### INPUT FOR THIS TASK

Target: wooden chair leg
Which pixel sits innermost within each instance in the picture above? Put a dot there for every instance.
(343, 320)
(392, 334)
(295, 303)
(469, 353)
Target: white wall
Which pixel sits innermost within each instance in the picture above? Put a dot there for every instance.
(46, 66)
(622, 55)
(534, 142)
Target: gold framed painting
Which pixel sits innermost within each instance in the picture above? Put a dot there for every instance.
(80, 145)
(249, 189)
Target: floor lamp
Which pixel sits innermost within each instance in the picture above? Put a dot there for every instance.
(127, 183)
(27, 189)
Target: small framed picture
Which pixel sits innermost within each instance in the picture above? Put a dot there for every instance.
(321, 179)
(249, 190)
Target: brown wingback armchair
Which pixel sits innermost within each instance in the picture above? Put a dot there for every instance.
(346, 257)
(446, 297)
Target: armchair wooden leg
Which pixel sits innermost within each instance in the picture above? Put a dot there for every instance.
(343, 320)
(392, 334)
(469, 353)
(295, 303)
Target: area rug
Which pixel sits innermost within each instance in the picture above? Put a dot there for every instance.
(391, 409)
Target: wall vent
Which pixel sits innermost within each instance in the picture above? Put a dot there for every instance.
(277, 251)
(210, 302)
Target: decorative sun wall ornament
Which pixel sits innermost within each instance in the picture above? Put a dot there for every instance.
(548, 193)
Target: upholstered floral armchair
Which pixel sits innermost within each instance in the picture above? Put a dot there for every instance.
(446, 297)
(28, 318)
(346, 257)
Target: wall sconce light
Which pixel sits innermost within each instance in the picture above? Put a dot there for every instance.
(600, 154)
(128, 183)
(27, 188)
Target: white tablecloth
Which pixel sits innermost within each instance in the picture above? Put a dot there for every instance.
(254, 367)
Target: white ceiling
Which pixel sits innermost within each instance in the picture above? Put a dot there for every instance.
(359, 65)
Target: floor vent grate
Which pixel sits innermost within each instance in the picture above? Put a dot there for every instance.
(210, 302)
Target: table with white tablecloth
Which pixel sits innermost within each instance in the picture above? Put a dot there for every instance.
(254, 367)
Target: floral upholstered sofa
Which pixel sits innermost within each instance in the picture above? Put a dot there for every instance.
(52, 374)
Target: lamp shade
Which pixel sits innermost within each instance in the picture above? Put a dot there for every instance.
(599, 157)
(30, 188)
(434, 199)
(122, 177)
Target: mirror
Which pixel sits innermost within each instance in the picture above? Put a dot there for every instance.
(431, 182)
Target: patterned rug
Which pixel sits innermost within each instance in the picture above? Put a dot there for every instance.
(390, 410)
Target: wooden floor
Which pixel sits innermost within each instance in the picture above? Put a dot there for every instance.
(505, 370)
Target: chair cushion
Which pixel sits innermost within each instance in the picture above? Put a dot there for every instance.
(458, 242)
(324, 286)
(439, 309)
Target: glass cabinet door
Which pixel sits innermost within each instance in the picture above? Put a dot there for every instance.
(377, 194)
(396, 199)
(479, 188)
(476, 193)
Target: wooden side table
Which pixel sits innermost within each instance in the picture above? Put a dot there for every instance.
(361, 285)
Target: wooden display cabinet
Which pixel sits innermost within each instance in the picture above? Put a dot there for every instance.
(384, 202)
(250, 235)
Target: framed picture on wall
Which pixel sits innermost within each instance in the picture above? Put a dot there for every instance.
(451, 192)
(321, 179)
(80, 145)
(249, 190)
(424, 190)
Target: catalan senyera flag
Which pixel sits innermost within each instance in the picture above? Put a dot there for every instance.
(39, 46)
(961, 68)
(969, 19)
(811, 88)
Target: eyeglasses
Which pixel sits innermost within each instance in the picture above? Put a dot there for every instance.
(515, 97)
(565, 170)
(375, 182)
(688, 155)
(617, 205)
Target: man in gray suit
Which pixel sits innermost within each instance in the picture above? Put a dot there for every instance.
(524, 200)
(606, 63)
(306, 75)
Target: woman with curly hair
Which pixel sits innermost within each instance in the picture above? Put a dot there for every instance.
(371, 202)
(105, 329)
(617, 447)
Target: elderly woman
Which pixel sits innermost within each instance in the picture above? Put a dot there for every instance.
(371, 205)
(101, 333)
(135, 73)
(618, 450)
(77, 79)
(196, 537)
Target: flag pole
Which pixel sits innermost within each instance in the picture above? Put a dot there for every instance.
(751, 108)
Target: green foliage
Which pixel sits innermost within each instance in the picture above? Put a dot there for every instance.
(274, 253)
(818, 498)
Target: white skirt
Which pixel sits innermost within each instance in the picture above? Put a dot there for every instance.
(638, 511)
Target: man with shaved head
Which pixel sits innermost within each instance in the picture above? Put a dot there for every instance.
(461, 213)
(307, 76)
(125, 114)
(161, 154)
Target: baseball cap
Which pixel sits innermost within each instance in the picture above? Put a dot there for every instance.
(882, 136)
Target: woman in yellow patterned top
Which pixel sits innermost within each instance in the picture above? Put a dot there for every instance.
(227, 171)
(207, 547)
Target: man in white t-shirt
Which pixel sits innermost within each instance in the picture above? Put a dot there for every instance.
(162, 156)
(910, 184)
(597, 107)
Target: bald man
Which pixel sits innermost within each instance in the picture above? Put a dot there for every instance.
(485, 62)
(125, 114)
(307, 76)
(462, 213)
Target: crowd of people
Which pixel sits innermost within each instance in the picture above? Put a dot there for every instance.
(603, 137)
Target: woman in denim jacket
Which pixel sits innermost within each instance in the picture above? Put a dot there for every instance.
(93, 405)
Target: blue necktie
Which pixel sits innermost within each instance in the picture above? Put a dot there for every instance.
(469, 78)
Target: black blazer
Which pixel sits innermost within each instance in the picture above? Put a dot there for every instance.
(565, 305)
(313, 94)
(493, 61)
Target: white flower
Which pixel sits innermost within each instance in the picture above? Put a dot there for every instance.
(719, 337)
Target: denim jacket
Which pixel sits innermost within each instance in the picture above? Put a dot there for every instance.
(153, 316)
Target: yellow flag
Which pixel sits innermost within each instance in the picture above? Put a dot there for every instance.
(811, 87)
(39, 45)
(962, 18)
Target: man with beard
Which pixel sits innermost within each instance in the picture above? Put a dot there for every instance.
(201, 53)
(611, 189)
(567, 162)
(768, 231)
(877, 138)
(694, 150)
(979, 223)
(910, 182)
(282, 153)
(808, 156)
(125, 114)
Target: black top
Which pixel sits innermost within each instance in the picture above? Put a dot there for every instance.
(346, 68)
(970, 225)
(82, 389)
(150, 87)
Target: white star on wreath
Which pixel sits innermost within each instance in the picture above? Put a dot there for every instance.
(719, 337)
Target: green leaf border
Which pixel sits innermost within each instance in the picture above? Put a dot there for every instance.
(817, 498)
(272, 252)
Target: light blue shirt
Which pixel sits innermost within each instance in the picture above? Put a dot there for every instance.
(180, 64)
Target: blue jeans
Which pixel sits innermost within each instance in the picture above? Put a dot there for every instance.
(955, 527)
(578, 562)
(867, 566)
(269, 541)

######

§ PROBLEM DETAILS
Copy the stretch of the records above that runs from the line with "Target: white wall" through the line with "Target: white tablecloth". Both end lines belong in the copy, and nothing else does.

§ RESPONSE BOX
Target: white wall
Which pixel sits innermost within each instance in the picture above? Put a dot there for every instance.
(46, 66)
(622, 55)
(534, 142)
Target: gold framed painting
Which pixel sits innermost within each instance in the picture above? Put a dot there for every instance.
(80, 145)
(249, 189)
Target: floor lamp
Which pixel sits innermost within each instance in the picture above? Put a dot there for every instance.
(127, 183)
(27, 189)
Target: small framed picture
Which pixel sits innermost within each instance in the picture above? Put a dot there for every instance.
(321, 179)
(249, 190)
Target: brown wingback armchair
Which pixel sits innermost within each instance in the picture above? Put a dot there for every instance.
(346, 257)
(446, 297)
Target: armchair wooden leg
Which pixel sits innermost within each instance in the picture above? Put a dot there for every instance.
(343, 320)
(392, 334)
(469, 353)
(295, 303)
Target: area rug
Which pixel sits innermost within each instance in the picture above? Put a dot there for every instance.
(391, 409)
Target: wall vent
Which pixel sits innermost within each instance in the picture above? Put a dot there for every instance.
(277, 251)
(210, 302)
Target: decorative sun wall ornament
Which pixel sits innermost within each instance in the picture above? Put a dot there for every instance.
(548, 193)
Target: upholstered floral armchair
Which pixel sits innermost within each instance in the picture above? Put a dot there for every instance.
(446, 297)
(28, 318)
(346, 257)
Target: wall sconce light
Which pixel sits innermost within each instance in the picture above? Put a dot there for every instance.
(600, 154)
(128, 183)
(27, 188)
Target: white tablecloth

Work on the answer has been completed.